Write out the records again, exactly, leaving none out.

# ENTRIES PROVIDED start

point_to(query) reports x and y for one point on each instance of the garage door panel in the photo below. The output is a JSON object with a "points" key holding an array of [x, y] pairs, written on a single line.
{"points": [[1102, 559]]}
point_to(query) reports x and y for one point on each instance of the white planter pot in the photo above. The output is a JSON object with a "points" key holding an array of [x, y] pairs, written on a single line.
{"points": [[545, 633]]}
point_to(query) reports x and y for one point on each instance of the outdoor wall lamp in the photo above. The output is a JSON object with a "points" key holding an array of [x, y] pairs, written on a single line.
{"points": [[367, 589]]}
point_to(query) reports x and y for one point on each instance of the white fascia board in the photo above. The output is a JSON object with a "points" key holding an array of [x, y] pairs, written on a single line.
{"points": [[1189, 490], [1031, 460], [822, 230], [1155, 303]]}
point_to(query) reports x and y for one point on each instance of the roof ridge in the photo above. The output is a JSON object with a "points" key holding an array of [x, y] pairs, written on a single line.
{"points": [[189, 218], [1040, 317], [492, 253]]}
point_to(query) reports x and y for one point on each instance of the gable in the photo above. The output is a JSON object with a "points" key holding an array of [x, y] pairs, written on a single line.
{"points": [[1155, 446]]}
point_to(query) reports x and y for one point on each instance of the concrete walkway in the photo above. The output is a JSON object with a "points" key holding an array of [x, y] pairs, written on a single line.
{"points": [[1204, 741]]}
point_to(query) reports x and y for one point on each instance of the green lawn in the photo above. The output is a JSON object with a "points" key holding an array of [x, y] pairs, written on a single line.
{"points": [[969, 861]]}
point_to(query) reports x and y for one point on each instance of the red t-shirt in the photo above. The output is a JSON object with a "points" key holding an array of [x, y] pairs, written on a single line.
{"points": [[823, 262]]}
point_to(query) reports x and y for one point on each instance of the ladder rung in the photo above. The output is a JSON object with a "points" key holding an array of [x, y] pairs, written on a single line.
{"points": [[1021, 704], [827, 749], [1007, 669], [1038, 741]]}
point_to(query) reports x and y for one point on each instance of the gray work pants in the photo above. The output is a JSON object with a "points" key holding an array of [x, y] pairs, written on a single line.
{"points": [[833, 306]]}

# ENTRIES PROVIDED end

_SOLUTION FOR THIS PROBLEM_:
point_to(query) reports x and y for one point on each instance of the garage door panel in the photo below. The output is a JSON object with a "points" key holding an array of [x, y] pairs, written on a single line.
{"points": [[1102, 559]]}
point_to(query) reports x and y for one point on each instance of the white planter pot in the photo above. The output is a JSON object with a "points" key holding an array of [x, y] pairs, written on a single line.
{"points": [[545, 633]]}
point_to(query) reports x and y for one point on each instance of the outdoor wall lamp in the photo above. The output is a JSON object with a "points" key holding an array of [x, y] pairs, written on a single line.
{"points": [[367, 589]]}
point_to(query) reports x and y for one point on each instance of the white fascia board in the photo above. The output is a JSON object with a "points" key holding an array of [x, y] pairs, written on a single line.
{"points": [[1189, 490], [1031, 460], [822, 230], [1155, 303]]}
point_to(query) reports x and y for one point on each instance of the roof ridge in the photo above. The output is a JSON object with a "points" key holding an array of [x, y] pairs, written on a single line.
{"points": [[189, 218], [1040, 317], [492, 253]]}
point_to(query) reports x and y for one point on each instance of the gable in the photo above. The output is a JSON object with a "points" key holding an array of [x, y] pairs, written on a single line.
{"points": [[1155, 446]]}
point_to(query) reports x and y for one point on each instance of the concrete walkway in the photo above. The output is a JSON object with a "points" key holding an array of [x, y] pairs, written on a single line.
{"points": [[1204, 741]]}
point_to(query) reports x and y for one point on each instance of the green lawn in the photo above. The output is a JSON object with a "points" key holding an array of [x, y] pairs, written on a single line.
{"points": [[969, 861]]}
point_to(query) reports x and y for one point on each instance of the red t-shirt in the photo above. The output is a JSON object with a "points" key holding an array of [x, y] pairs, written on a single line.
{"points": [[823, 262]]}
point_to(query) reports x and y for one point on each instance of the ladder rung in the photo above. The output is a JSON object with a "points" key holding an array of [x, y] pairs, written on a single line.
{"points": [[1021, 704], [827, 749], [1007, 669], [1038, 741]]}
point_to(query) reports x and y for one point on each instance of the gray work pants in the photo above. The output is a JSON object with a "points" key holding an array of [x, y] pairs, written on a single line.
{"points": [[833, 306]]}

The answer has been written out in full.